Problem statement - Return every line of the entries below that contains the string "dirt", matching case exactly.
>>>>
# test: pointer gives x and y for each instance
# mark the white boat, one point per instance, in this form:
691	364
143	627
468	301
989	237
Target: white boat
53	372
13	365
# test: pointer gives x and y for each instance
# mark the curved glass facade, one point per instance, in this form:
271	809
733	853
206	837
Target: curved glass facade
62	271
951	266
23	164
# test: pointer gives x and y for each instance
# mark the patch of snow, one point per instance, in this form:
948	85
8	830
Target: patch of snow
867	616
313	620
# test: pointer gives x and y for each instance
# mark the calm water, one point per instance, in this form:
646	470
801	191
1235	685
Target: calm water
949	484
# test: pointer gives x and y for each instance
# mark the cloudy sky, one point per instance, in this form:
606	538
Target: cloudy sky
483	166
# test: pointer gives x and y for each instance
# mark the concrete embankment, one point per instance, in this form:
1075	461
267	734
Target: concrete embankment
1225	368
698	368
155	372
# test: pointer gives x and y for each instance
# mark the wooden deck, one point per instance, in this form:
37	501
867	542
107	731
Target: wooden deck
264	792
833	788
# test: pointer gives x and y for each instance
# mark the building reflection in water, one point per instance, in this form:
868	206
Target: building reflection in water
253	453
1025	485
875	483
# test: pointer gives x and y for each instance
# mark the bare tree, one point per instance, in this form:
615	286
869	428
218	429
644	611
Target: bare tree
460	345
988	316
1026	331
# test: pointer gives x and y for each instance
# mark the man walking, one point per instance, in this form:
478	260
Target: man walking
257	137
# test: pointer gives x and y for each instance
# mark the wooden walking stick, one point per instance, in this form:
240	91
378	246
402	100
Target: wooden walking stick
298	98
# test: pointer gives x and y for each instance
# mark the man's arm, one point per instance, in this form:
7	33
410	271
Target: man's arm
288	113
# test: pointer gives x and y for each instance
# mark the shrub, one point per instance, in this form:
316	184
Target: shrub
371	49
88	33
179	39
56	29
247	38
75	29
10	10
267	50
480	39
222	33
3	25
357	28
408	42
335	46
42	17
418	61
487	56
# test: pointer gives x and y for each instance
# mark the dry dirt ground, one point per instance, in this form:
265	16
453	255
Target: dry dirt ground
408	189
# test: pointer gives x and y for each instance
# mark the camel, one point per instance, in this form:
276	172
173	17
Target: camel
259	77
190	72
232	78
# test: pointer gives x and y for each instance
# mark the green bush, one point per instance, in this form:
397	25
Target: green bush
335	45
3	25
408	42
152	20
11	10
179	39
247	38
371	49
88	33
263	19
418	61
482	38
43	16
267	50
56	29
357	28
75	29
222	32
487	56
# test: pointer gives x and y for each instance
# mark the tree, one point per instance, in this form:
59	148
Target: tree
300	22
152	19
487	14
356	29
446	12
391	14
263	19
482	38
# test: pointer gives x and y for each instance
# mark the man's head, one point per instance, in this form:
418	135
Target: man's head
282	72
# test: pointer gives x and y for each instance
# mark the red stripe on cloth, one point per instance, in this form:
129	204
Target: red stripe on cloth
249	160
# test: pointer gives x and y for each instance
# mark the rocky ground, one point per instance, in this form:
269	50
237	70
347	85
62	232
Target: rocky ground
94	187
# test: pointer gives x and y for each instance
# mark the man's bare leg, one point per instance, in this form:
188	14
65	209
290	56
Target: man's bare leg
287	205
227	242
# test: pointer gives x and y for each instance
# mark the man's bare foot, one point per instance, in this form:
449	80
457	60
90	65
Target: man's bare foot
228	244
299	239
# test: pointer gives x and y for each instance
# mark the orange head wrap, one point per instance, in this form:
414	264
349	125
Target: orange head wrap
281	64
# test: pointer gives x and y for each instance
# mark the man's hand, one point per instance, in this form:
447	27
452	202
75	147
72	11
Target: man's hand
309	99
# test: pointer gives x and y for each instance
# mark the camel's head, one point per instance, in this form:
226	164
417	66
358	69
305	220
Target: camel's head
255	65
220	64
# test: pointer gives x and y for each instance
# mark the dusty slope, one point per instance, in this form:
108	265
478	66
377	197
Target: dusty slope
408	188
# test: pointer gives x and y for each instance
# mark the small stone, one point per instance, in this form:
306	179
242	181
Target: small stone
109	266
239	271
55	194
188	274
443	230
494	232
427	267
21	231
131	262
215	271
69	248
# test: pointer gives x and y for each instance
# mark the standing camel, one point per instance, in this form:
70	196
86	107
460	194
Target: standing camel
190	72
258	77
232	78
<<<<
Result -
# mark the dry dirt ground, one point per instance, in this form:
Target: dry dirt ground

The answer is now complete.